| WRITTEN TASK |
Copy out every one of the following entries word for word, keeping each line unchanged and in its original order.

--- GIVEN RECORDS Enclosed Below ---

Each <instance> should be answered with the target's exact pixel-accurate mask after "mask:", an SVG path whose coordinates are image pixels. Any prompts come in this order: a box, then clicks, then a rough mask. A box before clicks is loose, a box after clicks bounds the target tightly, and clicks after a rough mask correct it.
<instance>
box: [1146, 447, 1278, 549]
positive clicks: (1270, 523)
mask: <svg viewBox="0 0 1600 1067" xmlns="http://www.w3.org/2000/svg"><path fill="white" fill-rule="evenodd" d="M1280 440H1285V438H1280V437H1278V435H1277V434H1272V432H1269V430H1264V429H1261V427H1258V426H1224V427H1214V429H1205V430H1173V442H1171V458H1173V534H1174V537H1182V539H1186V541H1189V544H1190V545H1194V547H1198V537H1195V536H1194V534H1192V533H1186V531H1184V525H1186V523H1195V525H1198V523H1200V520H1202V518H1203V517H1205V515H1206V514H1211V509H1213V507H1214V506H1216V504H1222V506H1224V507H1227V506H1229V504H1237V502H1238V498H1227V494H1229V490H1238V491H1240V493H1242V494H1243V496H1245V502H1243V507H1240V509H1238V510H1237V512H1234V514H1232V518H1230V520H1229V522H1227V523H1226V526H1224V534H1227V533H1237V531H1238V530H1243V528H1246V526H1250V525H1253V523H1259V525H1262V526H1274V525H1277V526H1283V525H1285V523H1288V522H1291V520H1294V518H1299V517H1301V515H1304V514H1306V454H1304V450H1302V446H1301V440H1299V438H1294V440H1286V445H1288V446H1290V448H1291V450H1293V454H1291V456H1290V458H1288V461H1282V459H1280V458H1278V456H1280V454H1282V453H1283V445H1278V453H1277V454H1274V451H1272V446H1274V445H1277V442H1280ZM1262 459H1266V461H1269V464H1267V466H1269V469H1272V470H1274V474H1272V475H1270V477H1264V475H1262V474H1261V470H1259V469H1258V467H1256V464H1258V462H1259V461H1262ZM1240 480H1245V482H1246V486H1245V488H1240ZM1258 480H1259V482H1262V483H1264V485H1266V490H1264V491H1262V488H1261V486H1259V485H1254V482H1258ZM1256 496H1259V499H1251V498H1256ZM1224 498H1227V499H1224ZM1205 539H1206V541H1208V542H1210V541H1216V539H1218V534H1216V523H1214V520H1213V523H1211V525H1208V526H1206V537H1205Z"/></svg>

--- End of Enclosed GIVEN RECORDS ---

| WRITTEN SOLUTION |
Each <instance> should be answered with the target's exact pixel-accurate mask after "mask:", an SVG path whose coordinates are image pixels. Any prompts come in this order: a box, then clicks, then a rough mask. A box before clicks is loose, a box after clicks bounds the target tightly, and clicks after a rough mask correct it.
<instance>
box: [1146, 447, 1278, 549]
positive clicks: (1270, 523)
mask: <svg viewBox="0 0 1600 1067" xmlns="http://www.w3.org/2000/svg"><path fill="white" fill-rule="evenodd" d="M1280 440H1285V438H1280V437H1278V435H1277V434H1272V432H1269V430H1264V429H1261V427H1258V426H1224V427H1214V429H1205V430H1173V442H1171V458H1173V534H1174V537H1182V539H1186V541H1189V544H1190V545H1194V547H1198V537H1195V536H1194V534H1192V533H1186V531H1184V525H1186V523H1195V525H1198V523H1200V520H1202V518H1203V517H1205V515H1206V514H1211V509H1213V507H1214V506H1216V504H1222V506H1224V507H1227V506H1229V504H1237V502H1238V498H1227V494H1229V490H1238V491H1240V493H1242V494H1243V496H1245V502H1243V507H1240V509H1238V510H1237V512H1234V514H1232V518H1230V520H1229V522H1227V523H1226V526H1224V534H1227V533H1237V531H1238V530H1243V528H1246V526H1250V525H1253V523H1259V525H1262V526H1274V525H1277V526H1283V525H1285V523H1288V522H1291V520H1294V518H1299V517H1301V515H1304V514H1306V454H1304V450H1302V446H1301V440H1299V438H1294V440H1286V445H1288V446H1290V448H1291V450H1293V454H1291V456H1290V458H1288V461H1282V459H1280V458H1278V456H1280V454H1282V453H1283V445H1278V453H1277V454H1274V451H1272V446H1274V445H1277V442H1280ZM1262 459H1266V461H1269V464H1267V466H1269V469H1272V470H1274V474H1272V475H1270V477H1264V475H1262V474H1261V470H1259V469H1258V467H1256V464H1258V462H1259V461H1262ZM1240 480H1245V482H1246V486H1245V488H1240ZM1258 480H1259V482H1262V483H1264V485H1266V490H1264V491H1262V488H1261V486H1259V485H1254V482H1258ZM1256 496H1259V499H1251V498H1256ZM1224 498H1227V499H1224ZM1205 539H1206V541H1208V542H1210V541H1216V539H1218V534H1216V523H1214V520H1213V523H1211V525H1208V526H1206V537H1205Z"/></svg>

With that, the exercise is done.